> _Documentfragment_:
· · · · ·

Wat is duurzame mobiliteit?
Netwerk Duurzame Mobiliteit wil een samenleving mogelijk maken waarin iedereen, zonder onderscheid, zich met minimale negatieve effecten voor mens en planeet, vrij kan verplaatsen. Maar wat betekent dit juist? We leggen het uit aan de hand van de Mobiliteitsdonut. Mobiliteit verbindt mensen en plaatsen. Hoe je dit duurzaam en rechtvaardig kan organiseren is vaak een uitdaging. We gebruiken 7 bouwstenen om hierover na te denken en oplossingen voor te stellen.

Mobiliteitsdonut
Duurzame Mobiliteit leggen we uit met de mobiliteitsdonut. Die is geïnspireerd op het model van de donut-economie van Kate Raworth.
Mobiliteit is noodzakelijk om deelname aan de maatschappij te garanderen. Elk individu heeft nood aan een minimale toegang tot mobiliteit om deelname aan de maatschappij te verzekeren. In de mobiliteitsdonut heet dit het sociaal fundament. Wie te weinig toegang heeft tot mobiliteit is ‘mobiliteitsarm’. Een mobiliteitssysteem dat aan iedereen die toegang biedt, is inclusief.

· · · · ·

> _Schriftelijke opdracht A_: Zet alles in de records vanaf de regel met "bank of vegetation" tot en met de regel met "[[52, 82, 220, 116]]" om in een JSON-lijst van strings, met één string per regel en zonder lege regels.
De tekst en de records hebben een verschillende herkomst.

· · · · ·

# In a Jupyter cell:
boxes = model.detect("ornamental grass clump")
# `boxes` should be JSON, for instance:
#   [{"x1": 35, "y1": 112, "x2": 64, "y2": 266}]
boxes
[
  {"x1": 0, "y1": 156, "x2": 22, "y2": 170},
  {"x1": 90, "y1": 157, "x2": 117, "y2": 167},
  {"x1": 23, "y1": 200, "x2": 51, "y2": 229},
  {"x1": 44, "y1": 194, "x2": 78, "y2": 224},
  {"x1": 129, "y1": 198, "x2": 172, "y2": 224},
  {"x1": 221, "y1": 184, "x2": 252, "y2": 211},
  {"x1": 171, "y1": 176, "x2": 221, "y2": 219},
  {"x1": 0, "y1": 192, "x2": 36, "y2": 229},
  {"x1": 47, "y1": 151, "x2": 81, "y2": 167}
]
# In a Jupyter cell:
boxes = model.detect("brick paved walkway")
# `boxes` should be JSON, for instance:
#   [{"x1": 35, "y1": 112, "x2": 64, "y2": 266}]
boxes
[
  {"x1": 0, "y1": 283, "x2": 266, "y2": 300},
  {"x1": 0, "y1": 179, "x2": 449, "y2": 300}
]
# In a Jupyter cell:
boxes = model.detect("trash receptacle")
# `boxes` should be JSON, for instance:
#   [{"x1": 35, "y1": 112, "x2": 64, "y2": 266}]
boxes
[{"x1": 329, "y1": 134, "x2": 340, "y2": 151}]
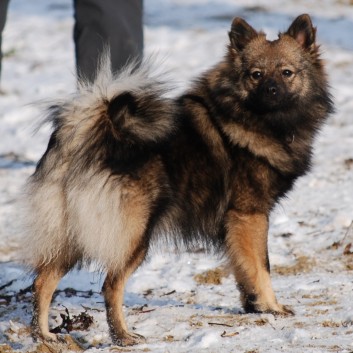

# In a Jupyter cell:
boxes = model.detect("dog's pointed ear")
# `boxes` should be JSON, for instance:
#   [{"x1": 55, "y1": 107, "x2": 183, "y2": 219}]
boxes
[
  {"x1": 286, "y1": 14, "x2": 316, "y2": 51},
  {"x1": 229, "y1": 17, "x2": 258, "y2": 51}
]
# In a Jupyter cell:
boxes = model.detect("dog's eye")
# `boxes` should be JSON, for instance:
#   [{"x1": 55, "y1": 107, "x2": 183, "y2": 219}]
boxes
[
  {"x1": 251, "y1": 71, "x2": 262, "y2": 80},
  {"x1": 282, "y1": 70, "x2": 293, "y2": 77}
]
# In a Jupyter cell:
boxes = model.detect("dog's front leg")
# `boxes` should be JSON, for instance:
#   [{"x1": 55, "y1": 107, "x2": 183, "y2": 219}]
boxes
[{"x1": 226, "y1": 211, "x2": 293, "y2": 315}]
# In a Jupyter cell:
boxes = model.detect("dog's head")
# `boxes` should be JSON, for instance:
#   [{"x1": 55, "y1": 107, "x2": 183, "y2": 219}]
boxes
[{"x1": 229, "y1": 15, "x2": 325, "y2": 113}]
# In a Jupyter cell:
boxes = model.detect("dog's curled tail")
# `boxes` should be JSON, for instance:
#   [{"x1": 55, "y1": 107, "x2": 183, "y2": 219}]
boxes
[{"x1": 48, "y1": 54, "x2": 177, "y2": 159}]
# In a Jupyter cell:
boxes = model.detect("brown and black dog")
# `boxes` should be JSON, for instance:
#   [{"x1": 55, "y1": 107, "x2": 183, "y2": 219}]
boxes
[{"x1": 24, "y1": 15, "x2": 333, "y2": 345}]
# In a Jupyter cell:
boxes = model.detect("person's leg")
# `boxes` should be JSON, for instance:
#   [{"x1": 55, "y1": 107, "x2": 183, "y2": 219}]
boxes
[
  {"x1": 0, "y1": 0, "x2": 9, "y2": 84},
  {"x1": 74, "y1": 0, "x2": 143, "y2": 81}
]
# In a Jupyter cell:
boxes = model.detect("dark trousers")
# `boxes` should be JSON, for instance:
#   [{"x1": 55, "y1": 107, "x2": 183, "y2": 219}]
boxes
[
  {"x1": 0, "y1": 0, "x2": 9, "y2": 80},
  {"x1": 73, "y1": 0, "x2": 143, "y2": 81}
]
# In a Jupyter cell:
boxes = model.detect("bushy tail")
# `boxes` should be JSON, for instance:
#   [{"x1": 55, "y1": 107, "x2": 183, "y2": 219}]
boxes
[{"x1": 23, "y1": 56, "x2": 176, "y2": 269}]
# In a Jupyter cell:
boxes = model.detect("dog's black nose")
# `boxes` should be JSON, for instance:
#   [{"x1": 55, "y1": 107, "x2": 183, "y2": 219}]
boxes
[
  {"x1": 264, "y1": 79, "x2": 279, "y2": 97},
  {"x1": 267, "y1": 85, "x2": 277, "y2": 96}
]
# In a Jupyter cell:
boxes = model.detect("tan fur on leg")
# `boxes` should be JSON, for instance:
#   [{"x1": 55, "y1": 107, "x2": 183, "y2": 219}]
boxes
[
  {"x1": 103, "y1": 248, "x2": 146, "y2": 346},
  {"x1": 31, "y1": 267, "x2": 66, "y2": 341},
  {"x1": 226, "y1": 211, "x2": 292, "y2": 314}
]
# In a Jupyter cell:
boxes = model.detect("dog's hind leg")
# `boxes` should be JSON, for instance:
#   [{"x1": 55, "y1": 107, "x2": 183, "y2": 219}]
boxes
[
  {"x1": 31, "y1": 249, "x2": 80, "y2": 342},
  {"x1": 31, "y1": 265, "x2": 67, "y2": 341},
  {"x1": 226, "y1": 211, "x2": 293, "y2": 315},
  {"x1": 103, "y1": 245, "x2": 147, "y2": 346}
]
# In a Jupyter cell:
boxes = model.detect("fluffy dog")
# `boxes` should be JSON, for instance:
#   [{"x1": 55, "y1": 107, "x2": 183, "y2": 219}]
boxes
[{"x1": 25, "y1": 15, "x2": 333, "y2": 345}]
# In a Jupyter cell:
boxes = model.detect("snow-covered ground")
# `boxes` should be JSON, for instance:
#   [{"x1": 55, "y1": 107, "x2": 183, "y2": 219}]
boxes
[{"x1": 0, "y1": 0, "x2": 353, "y2": 353}]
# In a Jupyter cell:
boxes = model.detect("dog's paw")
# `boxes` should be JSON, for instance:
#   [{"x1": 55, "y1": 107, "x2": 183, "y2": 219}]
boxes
[
  {"x1": 112, "y1": 332, "x2": 146, "y2": 347},
  {"x1": 244, "y1": 299, "x2": 294, "y2": 316}
]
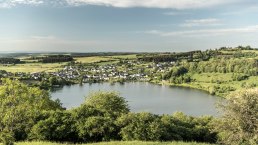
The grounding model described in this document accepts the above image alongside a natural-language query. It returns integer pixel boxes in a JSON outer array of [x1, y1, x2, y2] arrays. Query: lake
[[52, 82, 221, 116]]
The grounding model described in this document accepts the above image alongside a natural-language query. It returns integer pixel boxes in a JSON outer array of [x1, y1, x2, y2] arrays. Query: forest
[[0, 79, 258, 145]]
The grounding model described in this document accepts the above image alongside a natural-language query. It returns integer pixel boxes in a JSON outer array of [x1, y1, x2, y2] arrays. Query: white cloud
[[181, 18, 221, 27], [0, 0, 44, 8], [67, 0, 236, 9], [0, 0, 239, 9], [144, 25, 258, 37], [163, 12, 191, 16]]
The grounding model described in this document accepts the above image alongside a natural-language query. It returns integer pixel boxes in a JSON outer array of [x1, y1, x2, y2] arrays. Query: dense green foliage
[[11, 141, 215, 145], [0, 77, 258, 145], [216, 88, 258, 145], [0, 80, 61, 140]]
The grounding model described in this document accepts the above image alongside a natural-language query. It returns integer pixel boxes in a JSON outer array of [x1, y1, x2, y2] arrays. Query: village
[[0, 60, 175, 83]]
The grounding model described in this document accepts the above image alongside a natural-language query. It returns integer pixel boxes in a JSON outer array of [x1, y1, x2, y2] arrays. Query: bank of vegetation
[[0, 79, 258, 145]]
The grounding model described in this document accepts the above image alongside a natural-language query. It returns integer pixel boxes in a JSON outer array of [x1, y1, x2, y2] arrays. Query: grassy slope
[[0, 63, 66, 73], [167, 73, 258, 97], [15, 141, 214, 145]]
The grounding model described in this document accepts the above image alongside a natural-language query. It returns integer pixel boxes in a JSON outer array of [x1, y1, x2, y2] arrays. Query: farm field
[[0, 63, 66, 73], [12, 141, 214, 145]]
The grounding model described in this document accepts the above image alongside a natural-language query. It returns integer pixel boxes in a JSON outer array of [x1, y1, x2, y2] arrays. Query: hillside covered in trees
[[0, 80, 258, 144]]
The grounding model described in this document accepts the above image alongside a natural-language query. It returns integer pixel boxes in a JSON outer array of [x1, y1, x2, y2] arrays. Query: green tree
[[216, 88, 258, 145], [0, 79, 61, 140], [72, 92, 129, 142], [117, 112, 163, 141]]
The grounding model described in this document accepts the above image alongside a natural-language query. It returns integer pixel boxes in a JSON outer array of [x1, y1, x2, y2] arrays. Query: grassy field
[[166, 73, 258, 97], [11, 141, 215, 145], [0, 63, 66, 73], [75, 56, 114, 63]]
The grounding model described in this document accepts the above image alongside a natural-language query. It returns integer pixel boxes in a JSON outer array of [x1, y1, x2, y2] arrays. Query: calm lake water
[[52, 82, 220, 116]]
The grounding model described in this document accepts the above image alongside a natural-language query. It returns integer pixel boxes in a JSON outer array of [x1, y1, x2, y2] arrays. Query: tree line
[[0, 80, 258, 144], [0, 58, 21, 64], [40, 55, 74, 63]]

· · · · ·

> _Schriftelijke opdracht B_: Welke verschillende woorden in de tekst over duurzame mobiliteit beginnen met "mobiliteits"? Hoofdletters tellen niet mee.

> _Schriftelijk antwoord A_:
[
  "The grounding model described in this document accepts the above image alongside a natural-language query. It returns integer pixel boxes in a JSON outer array of [x1, y1, x2, y2] arrays. Query: bank of vegetation",
  "[[0, 79, 258, 145]]",
  "The grounding model described in this document accepts the above image alongside a natural-language query. It returns integer pixel boxes in a JSON outer array of [x1, y1, x2, y2] arrays. Query: grassy slope",
  "[[0, 63, 66, 73], [167, 73, 258, 97], [15, 141, 214, 145]]",
  "The grounding model described in this document accepts the above image alongside a natural-language query. It returns integer pixel boxes in a JSON outer array of [x1, y1, x2, y2] arrays. Query: farm field",
  "[[0, 63, 66, 73], [12, 141, 214, 145]]",
  "The grounding model described in this document accepts the above image alongside a natural-language query. It returns integer pixel boxes in a JSON outer array of [x1, y1, x2, y2] arrays. Query: hillside covered in trees",
  "[[0, 80, 258, 144]]",
  "The grounding model described in this document accepts the above image alongside a natural-language query. It returns integer pixel boxes in a JSON outer array of [x1, y1, x2, y2] arrays. Query: green tree",
  "[[216, 88, 258, 145], [0, 79, 61, 140], [72, 92, 129, 142], [117, 112, 163, 141]]",
  "The grounding model described in this document accepts the above image alongside a natural-language query. It returns integer pixel boxes in a JSON outer array of [x1, y1, x2, y2] arrays. Query: grassy field",
  "[[166, 73, 258, 97], [11, 141, 215, 145], [0, 63, 66, 73], [75, 56, 114, 63]]",
  "The grounding model described in this document accepts the above image alongside a natural-language query. It returns integer pixel boxes in a JSON outer array of [x1, y1, x2, y2] arrays. Query: calm lake water",
  "[[52, 82, 220, 116]]"
]

> _Schriftelijk antwoord B_: mobiliteitsdonut, mobiliteitsarm, mobiliteitssysteem